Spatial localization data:
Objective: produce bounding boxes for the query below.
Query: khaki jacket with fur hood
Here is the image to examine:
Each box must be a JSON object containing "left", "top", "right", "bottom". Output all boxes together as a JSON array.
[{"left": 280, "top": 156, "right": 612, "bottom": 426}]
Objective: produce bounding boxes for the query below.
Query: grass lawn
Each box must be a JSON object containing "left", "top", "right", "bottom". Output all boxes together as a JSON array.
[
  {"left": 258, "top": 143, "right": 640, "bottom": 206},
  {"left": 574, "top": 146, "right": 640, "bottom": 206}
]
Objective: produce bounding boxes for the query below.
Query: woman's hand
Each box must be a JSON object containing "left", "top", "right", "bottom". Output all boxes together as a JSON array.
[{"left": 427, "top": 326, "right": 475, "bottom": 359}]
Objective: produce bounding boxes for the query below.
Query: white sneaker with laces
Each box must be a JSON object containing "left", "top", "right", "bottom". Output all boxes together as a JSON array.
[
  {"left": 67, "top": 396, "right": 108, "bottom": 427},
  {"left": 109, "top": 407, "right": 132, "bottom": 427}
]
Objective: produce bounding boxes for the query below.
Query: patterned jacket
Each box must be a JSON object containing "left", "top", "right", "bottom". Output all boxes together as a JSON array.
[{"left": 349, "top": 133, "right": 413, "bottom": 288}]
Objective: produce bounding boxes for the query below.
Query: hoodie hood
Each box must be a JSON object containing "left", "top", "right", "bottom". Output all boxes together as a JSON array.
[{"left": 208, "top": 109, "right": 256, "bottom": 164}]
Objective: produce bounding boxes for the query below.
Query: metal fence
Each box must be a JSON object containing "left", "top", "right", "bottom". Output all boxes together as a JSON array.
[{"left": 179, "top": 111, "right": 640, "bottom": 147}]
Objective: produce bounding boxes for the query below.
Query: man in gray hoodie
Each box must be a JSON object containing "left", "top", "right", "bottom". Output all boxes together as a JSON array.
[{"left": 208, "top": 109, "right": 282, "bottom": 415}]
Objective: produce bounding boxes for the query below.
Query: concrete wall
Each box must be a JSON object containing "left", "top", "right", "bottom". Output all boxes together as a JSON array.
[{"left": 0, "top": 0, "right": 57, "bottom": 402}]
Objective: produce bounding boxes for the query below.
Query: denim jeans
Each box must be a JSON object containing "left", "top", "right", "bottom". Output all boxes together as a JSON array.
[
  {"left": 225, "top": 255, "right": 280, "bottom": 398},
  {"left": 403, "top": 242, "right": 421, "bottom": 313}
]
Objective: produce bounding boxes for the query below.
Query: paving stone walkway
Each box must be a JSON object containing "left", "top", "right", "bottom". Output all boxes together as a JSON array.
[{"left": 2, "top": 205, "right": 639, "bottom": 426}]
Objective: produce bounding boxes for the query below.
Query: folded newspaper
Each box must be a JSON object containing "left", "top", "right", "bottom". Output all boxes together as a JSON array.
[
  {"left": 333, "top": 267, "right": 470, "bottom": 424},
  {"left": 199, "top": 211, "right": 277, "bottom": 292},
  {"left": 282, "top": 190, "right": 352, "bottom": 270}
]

PROBLEM DETAILS: Could you output all of the records above exactly as given?

OUTPUT:
Objective: produce bounding boxes for the query below.
Query: khaki jacket with fur hood
Here is the image to examine:
Each box must be a JSON object containing "left", "top", "right", "bottom". Output all boxes together as a JSON array.
[{"left": 280, "top": 156, "right": 612, "bottom": 426}]
Objective: produce bounding boxes for the query below.
Query: grass lawn
Each box must be a JSON object containing "left", "top", "right", "bottom". Output all boxes together as a JSON array.
[
  {"left": 258, "top": 143, "right": 640, "bottom": 206},
  {"left": 574, "top": 146, "right": 640, "bottom": 206}
]
Objective: produce bounding boxes for the query below.
Query: woman's hand
Each box must be a JSON object containing "left", "top", "right", "bottom". Output all boxes together as a JSON array.
[{"left": 427, "top": 326, "right": 475, "bottom": 359}]
Objective: produce bounding boxes for the query below.
Query: white sneaker with laces
Each box must be a JSON object containing "left", "top", "right", "bottom". Output all boxes together as a JSON array.
[
  {"left": 67, "top": 396, "right": 108, "bottom": 427},
  {"left": 109, "top": 407, "right": 132, "bottom": 427}
]
Objective: produce bounding boxes for the query below.
Query: patterned jacket
Each box must be a JSON object containing "left", "top", "right", "bottom". Output all boxes together as a JSON array.
[{"left": 349, "top": 133, "right": 413, "bottom": 288}]
Objective: produce bounding boxes for the query below.
Query: hoodie hood
Each box must be a JSON object containing "left", "top", "right", "bottom". Output all boxes together as a JSON array.
[{"left": 208, "top": 109, "right": 256, "bottom": 164}]
Objective: produce bounding boxes for the query below.
Query: metal fence
Each box must be a JSON object containing "left", "top", "right", "bottom". Output all boxes together as a JSON array.
[{"left": 179, "top": 111, "right": 640, "bottom": 147}]
Objective: produce bounding boxes for the query below.
Query: man in gray hoodie
Each box must be a JSON object containing "left", "top", "right", "bottom". Output all boxes together as a JSON array.
[{"left": 208, "top": 109, "right": 282, "bottom": 415}]
Objective: produce bounding boxes for the query below.
Query: concrete wall
Each box must be a JSON object containing "left", "top", "right", "bottom". Output all boxes together as a JSON array.
[{"left": 0, "top": 0, "right": 57, "bottom": 402}]
Objective: produce bounding boxes for the query below.
Query: denim jeans
Each box must be a JSON object containing "left", "top", "right", "bottom". Output all boxes together as a JSON array.
[
  {"left": 225, "top": 255, "right": 280, "bottom": 398},
  {"left": 403, "top": 242, "right": 421, "bottom": 313}
]
Objective: produce bounding boxes for the query below.
Query: paving stone walkway
Each box must be a JSON object containing "left", "top", "right", "bottom". Output all boxes together as a JSON array.
[{"left": 2, "top": 205, "right": 639, "bottom": 426}]
Objective: produce bounding boxes for the query below.
Query: folded newspaper
Each box must be a JSON object containing "left", "top", "right", "bottom". Output all boxes together as a JSON array.
[
  {"left": 333, "top": 267, "right": 470, "bottom": 424},
  {"left": 199, "top": 211, "right": 277, "bottom": 292},
  {"left": 282, "top": 190, "right": 352, "bottom": 270}
]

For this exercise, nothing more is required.